Supplied entries:
========================
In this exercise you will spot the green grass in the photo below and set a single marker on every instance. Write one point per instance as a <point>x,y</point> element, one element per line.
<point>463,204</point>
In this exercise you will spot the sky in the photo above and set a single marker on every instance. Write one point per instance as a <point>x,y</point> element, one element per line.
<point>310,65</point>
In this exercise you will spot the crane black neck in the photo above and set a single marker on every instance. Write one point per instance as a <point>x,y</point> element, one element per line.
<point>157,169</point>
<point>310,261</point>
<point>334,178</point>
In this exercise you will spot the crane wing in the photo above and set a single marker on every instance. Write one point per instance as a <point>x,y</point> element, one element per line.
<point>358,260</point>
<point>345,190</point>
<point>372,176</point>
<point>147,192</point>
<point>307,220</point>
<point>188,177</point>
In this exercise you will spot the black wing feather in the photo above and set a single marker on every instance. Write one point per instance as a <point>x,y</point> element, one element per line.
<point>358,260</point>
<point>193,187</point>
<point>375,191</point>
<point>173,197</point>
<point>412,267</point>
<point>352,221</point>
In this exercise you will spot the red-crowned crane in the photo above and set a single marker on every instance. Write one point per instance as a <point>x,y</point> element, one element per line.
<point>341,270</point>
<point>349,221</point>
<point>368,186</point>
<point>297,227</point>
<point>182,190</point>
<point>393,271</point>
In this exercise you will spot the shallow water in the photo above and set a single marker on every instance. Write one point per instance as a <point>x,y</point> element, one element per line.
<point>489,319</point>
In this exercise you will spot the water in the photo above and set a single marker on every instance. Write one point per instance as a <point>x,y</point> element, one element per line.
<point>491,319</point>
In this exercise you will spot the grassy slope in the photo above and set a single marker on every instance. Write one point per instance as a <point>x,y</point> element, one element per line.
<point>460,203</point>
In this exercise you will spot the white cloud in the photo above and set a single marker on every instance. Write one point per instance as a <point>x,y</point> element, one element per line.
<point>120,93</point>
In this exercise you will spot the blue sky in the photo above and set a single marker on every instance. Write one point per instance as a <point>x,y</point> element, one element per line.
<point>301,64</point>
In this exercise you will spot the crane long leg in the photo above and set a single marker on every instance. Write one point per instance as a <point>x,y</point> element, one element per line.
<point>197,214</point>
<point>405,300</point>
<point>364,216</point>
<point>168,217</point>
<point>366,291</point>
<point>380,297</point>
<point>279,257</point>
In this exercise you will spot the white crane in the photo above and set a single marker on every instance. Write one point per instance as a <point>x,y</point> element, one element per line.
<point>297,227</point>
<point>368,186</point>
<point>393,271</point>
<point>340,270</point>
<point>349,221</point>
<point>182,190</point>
========================
What needs to be done: Please transcribe all of the data above exactly.

Solution below:
In this exercise you will spot the green grass in the photo below and set a single marker on every instance. Write one point per instance as a <point>x,y</point> element, one element per line.
<point>463,204</point>
In this exercise you will spot the sky in the photo above and set a single marker on every instance. Write one point per instance as a <point>x,y</point> element, one element per line.
<point>310,65</point>
In this exercise you will spot the crane black neck in the photo above and set a single marker on every instance. Write one point per instance as a <point>x,y</point> element, one element per line.
<point>157,169</point>
<point>310,261</point>
<point>334,178</point>
In this exercise you will spot the crane wing in the photo above and set a single marker on every instance. Write one point per instance as a <point>x,y</point> element, one element per line.
<point>358,260</point>
<point>345,190</point>
<point>372,176</point>
<point>147,192</point>
<point>307,220</point>
<point>188,177</point>
In this exercise you will spot the black wing feather in the photo above and set a single marker on every instance. Write one point per instance as a <point>x,y</point> element, one element per line.
<point>358,260</point>
<point>193,187</point>
<point>375,191</point>
<point>173,197</point>
<point>412,267</point>
<point>352,221</point>
In this exercise you will spot the red-crowned crane in the photo above and set a single marker on every instance. Write one point per instance as a <point>x,y</point> element, one element per line.
<point>341,270</point>
<point>349,221</point>
<point>368,186</point>
<point>297,227</point>
<point>182,190</point>
<point>393,271</point>
In this exercise you will spot the shallow water in the photo above and set a single marker on every instance. Write one point per instance as a <point>x,y</point> element, one element per line.
<point>489,319</point>
In this exercise you will spot the water in the photo above and set a single marker on every instance. Write one point per instance as a <point>x,y</point> element, one element per line.
<point>491,319</point>
In this exercise you will spot the grassy slope in the photo above and set a single marker on every instance. Write one point per instance as a <point>x,y</point> element, one element per line.
<point>460,203</point>
In this exercise you will spot the white cloud in the photo above and set a single marker on every instance. Write one point per instance as a <point>x,y</point> element, one element per line.
<point>120,93</point>
In this exercise you will spot the blue sky in the photo above and set a single marker on every instance. Write one point per instance as a <point>x,y</point> element, one element per line.
<point>301,64</point>
In this exercise you will spot the crane long leg in the photo above and set a single marker on every instance. Write one point per instance as a <point>x,y</point> element, one element per line.
<point>197,214</point>
<point>405,300</point>
<point>364,216</point>
<point>168,217</point>
<point>366,291</point>
<point>380,297</point>
<point>279,257</point>
In this exercise you will spot the white crane in the photo above and set a single marker on every instance. Write one point per instance as a <point>x,y</point> element, one element per line.
<point>297,227</point>
<point>368,186</point>
<point>393,271</point>
<point>340,270</point>
<point>349,221</point>
<point>182,190</point>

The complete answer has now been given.